In the article on shackling pregnant prisoners, how many hours was Michelle Collette shackled to the delivery bed?

• _TEXT BLOCK_:
- - -

We Need a Law to Protect Pregnant Prisoners—and Not Just from Shackling

Last week, Gov. Deval Patrick filed emergency regulations, good for 90 days, to stop shackling pregnant prisoners. It’s a good first step, but it’s not enough.

Michelle Collette was incarcerated at MCI-Framingham in 2004 when her water broke at 3 a.m. In an interview, she said she discovered her pregnancy through a urine test at the Health Services Unit (HSU)—“You’re as pregnant as you’re ever going to be,” a nurse told her—but then, it took a month and a half to schedule an ultrasound at a Worcester hospital. Collette said every test—diabetes, Spina Bifida—was late, and she worried about the health of her child.

The day of the birth, Collette made it to HSU on her own, and while in early labor, was shackled to a stretcher with one leg chain and one handcuff and transported to the hospital, where she was shackled to the delivery bed for 18 hours. During the birth, the doctor insisted the corrections officer (CO) remove the shackles from her ankles, and thankfully, her son was born healthy. Twenty-eight hours after she entered the hospital, the baby left with his father and Collette’s mother, and Collette was readied to go back to the prison—waist chained, and wearing handcuffs and ankle shackles.

- - -

• _PROVIDED DATA_:
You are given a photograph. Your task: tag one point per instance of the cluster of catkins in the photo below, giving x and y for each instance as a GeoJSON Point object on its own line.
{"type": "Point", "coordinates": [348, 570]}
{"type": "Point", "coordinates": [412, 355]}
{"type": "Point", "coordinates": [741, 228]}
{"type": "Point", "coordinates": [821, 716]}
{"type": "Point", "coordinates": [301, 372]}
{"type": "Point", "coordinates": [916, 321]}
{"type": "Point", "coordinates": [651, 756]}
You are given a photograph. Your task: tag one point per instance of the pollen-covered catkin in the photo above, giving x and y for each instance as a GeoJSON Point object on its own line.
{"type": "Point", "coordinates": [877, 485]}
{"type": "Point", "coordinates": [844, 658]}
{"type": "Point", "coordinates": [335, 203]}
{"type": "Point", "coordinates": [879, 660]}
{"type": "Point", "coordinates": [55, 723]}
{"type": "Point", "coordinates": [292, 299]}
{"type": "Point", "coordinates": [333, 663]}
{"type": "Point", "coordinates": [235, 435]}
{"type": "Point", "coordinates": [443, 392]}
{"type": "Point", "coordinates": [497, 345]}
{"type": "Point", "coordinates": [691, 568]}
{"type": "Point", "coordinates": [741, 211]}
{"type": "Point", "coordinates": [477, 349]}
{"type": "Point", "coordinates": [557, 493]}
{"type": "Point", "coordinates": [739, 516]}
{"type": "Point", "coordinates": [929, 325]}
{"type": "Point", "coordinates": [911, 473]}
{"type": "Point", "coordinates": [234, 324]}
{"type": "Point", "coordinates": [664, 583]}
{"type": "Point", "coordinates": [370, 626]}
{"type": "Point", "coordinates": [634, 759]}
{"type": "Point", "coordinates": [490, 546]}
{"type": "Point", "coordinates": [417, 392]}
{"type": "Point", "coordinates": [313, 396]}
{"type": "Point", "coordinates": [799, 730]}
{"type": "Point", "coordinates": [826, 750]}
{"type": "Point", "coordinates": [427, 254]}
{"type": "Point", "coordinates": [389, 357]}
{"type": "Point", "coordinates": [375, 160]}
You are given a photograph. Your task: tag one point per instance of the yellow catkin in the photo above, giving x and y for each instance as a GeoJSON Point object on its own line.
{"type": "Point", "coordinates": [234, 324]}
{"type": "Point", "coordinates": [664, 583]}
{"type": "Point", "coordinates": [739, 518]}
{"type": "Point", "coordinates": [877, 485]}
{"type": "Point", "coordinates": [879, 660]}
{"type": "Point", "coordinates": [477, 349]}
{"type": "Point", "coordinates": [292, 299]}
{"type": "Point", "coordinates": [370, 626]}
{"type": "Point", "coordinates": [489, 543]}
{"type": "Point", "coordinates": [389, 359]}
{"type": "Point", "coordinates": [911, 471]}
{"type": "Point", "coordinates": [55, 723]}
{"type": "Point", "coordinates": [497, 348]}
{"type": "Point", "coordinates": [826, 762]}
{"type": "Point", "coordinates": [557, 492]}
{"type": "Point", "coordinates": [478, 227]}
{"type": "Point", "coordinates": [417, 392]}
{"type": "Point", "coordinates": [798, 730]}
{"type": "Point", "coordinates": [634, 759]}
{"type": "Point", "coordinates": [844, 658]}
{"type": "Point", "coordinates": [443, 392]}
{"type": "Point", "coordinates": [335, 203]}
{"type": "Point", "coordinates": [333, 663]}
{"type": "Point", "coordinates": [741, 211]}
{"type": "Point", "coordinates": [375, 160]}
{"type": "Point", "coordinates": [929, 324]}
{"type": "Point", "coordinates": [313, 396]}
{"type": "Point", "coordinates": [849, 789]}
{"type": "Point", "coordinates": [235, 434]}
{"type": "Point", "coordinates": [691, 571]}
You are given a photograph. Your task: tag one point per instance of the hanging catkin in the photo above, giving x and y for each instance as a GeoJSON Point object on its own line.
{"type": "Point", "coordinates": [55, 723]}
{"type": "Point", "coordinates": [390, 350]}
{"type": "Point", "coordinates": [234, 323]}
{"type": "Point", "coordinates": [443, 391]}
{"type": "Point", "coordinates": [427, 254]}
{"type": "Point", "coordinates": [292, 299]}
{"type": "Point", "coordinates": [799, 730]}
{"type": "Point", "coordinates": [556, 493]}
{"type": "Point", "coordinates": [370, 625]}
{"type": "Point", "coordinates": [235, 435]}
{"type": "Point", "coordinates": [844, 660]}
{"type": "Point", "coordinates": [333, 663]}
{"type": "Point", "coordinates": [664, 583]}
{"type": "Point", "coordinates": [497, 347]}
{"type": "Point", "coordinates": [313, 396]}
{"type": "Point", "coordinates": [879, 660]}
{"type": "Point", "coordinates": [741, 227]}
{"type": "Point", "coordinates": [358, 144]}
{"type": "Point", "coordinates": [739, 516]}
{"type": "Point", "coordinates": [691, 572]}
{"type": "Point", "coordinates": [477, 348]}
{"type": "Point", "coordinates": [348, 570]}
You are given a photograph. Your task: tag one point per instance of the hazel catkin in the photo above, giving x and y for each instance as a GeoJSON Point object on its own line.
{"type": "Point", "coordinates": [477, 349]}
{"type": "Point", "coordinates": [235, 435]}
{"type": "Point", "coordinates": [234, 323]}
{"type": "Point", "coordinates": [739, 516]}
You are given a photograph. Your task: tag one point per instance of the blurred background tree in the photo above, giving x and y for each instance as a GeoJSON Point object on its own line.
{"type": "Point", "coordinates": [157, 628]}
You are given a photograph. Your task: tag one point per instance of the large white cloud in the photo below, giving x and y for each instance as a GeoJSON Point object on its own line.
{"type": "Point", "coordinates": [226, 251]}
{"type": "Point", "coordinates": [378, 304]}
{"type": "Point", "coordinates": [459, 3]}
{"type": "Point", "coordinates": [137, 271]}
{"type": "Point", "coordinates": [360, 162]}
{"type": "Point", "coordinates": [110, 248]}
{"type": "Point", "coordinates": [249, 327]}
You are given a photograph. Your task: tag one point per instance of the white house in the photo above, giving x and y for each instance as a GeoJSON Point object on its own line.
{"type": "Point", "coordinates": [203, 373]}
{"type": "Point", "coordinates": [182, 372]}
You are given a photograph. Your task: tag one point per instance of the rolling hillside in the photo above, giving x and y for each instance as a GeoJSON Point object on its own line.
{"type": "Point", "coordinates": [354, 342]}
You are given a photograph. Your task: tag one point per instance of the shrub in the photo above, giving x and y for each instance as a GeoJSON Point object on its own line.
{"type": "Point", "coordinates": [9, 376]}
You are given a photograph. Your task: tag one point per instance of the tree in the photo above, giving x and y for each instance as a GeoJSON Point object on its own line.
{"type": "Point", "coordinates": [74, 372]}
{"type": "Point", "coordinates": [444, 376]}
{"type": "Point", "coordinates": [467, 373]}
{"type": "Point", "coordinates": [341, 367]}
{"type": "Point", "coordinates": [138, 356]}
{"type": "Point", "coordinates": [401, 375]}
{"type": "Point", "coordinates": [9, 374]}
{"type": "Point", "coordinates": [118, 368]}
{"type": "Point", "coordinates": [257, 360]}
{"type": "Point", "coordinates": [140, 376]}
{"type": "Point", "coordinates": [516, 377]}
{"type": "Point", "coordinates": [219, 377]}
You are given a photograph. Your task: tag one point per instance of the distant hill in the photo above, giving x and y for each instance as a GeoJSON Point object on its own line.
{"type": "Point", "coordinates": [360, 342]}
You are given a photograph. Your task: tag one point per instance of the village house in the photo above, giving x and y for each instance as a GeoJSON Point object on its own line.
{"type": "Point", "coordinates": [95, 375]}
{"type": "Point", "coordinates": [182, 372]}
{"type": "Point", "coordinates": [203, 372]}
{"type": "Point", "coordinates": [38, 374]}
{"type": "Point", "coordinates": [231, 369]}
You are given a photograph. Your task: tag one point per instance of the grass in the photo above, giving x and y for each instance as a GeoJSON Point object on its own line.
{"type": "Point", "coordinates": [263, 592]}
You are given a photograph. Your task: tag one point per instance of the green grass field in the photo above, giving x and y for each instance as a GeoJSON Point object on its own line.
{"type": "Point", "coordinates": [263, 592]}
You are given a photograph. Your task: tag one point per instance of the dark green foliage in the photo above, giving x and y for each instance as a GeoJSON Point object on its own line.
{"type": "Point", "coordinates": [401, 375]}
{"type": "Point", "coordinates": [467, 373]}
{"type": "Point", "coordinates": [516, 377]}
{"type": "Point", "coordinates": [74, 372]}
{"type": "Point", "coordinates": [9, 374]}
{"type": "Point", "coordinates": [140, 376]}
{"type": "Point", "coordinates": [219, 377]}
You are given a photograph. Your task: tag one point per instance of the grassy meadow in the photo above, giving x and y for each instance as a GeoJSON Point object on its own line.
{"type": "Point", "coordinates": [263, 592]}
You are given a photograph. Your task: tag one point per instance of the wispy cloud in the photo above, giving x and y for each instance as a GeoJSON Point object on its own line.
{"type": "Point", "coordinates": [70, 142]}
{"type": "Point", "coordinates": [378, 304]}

- - -

• _SOLUTION BELOW_: 18 hours.